━━━ Available records ━━━

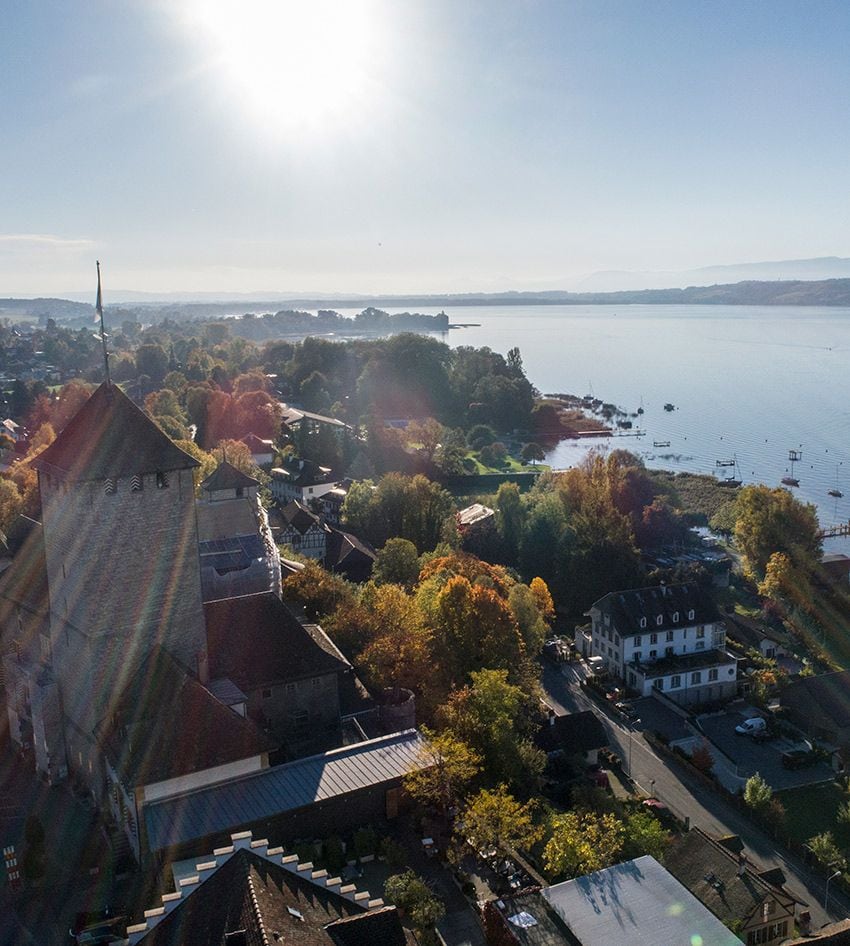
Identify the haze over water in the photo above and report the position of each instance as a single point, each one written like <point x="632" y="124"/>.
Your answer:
<point x="750" y="381"/>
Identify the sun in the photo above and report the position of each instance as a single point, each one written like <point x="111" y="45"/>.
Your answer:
<point x="295" y="66"/>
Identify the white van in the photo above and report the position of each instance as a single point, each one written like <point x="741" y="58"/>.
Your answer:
<point x="752" y="726"/>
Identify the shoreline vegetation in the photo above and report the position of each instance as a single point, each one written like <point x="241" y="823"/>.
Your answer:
<point x="822" y="292"/>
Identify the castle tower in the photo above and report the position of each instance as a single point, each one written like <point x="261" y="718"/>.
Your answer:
<point x="121" y="551"/>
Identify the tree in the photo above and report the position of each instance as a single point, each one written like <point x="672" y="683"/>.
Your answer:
<point x="757" y="793"/>
<point x="397" y="563"/>
<point x="448" y="766"/>
<point x="772" y="520"/>
<point x="410" y="893"/>
<point x="533" y="453"/>
<point x="495" y="820"/>
<point x="826" y="851"/>
<point x="583" y="842"/>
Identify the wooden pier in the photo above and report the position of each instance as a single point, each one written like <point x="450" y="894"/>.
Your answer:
<point x="835" y="532"/>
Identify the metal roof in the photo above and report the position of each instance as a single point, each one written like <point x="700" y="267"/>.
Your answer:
<point x="638" y="902"/>
<point x="282" y="788"/>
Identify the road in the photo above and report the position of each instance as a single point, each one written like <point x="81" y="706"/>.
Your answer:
<point x="689" y="798"/>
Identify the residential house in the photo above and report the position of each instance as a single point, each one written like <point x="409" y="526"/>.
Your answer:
<point x="289" y="672"/>
<point x="638" y="903"/>
<point x="249" y="892"/>
<point x="666" y="638"/>
<point x="760" y="911"/>
<point x="262" y="451"/>
<point x="573" y="734"/>
<point x="321" y="795"/>
<point x="238" y="554"/>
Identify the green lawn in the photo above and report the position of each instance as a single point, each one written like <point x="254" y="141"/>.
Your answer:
<point x="810" y="810"/>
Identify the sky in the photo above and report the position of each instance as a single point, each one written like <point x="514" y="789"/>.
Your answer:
<point x="383" y="146"/>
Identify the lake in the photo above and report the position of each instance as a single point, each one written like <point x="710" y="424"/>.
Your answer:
<point x="750" y="382"/>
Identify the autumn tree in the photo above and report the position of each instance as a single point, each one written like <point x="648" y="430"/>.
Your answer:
<point x="448" y="766"/>
<point x="496" y="821"/>
<point x="583" y="842"/>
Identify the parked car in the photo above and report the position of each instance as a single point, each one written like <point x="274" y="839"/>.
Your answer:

━━━

Aim of the task
Repeat the entries exactly and keep the pictures out of the copy.

Solution for this problem
Identify the haze over water in the photo above and report the position of each instance as a single point, each one written like <point x="632" y="124"/>.
Your answer:
<point x="750" y="381"/>
Identify the sun in the photo above and report the position of each instance as a single point, each one written like <point x="111" y="45"/>.
Your answer:
<point x="295" y="66"/>
Identify the white van in the photo above and report the position of each instance as a single point, each one written like <point x="741" y="58"/>.
Your answer:
<point x="752" y="726"/>
Identify the shoreline vegetation in the photo above and report the position of each instance as a single point, each one written like <point x="241" y="823"/>.
Your answer:
<point x="822" y="292"/>
Identify the castle tower in the photo above and report the position of each instance as a single point, each one written like <point x="261" y="718"/>.
Your answer:
<point x="121" y="551"/>
Identify the tree in the photo above and report the position of each instance as a single point, each one written like <point x="672" y="683"/>.
Your answer:
<point x="757" y="793"/>
<point x="397" y="563"/>
<point x="448" y="766"/>
<point x="772" y="520"/>
<point x="410" y="893"/>
<point x="533" y="453"/>
<point x="495" y="820"/>
<point x="826" y="851"/>
<point x="583" y="842"/>
Identify the wooden pier in the photo above and report the position of each instance as a single point, each one written like <point x="450" y="894"/>.
Your answer:
<point x="835" y="532"/>
Identify the metal roof in the photo above and report the position of each instance as a single point, each one written like <point x="700" y="267"/>.
Your answer:
<point x="638" y="902"/>
<point x="282" y="788"/>
Identify the road in the photo above and report the position of each instance as a single point, each one written like <point x="81" y="706"/>.
Your answer:
<point x="689" y="798"/>
Identify the residential house in the photo above and report the position of each instance as a single point, each one written like <point x="409" y="526"/>.
Your answer:
<point x="289" y="672"/>
<point x="638" y="903"/>
<point x="249" y="892"/>
<point x="666" y="638"/>
<point x="760" y="911"/>
<point x="262" y="451"/>
<point x="573" y="734"/>
<point x="321" y="795"/>
<point x="238" y="554"/>
Identify the green lawn in the photo above and report the position of each instance as a single point, each one written like <point x="254" y="141"/>.
Your answer:
<point x="810" y="810"/>
Identify the sky in the photo above and report the position of each instance as a single point, each one written like <point x="514" y="789"/>.
Your answer:
<point x="383" y="146"/>
Identify the lake in the photo above and report the position of each instance as a single point, each one written like <point x="710" y="424"/>.
Your answer:
<point x="750" y="382"/>
Identify the autumn tree in the photo above and report the position of each instance as a single point, each one written like <point x="648" y="430"/>.
Your answer:
<point x="448" y="766"/>
<point x="496" y="821"/>
<point x="583" y="842"/>
Identify the parked car in the photo above and report the position of each instance as a single point, each one written like <point x="274" y="839"/>.
Your answer:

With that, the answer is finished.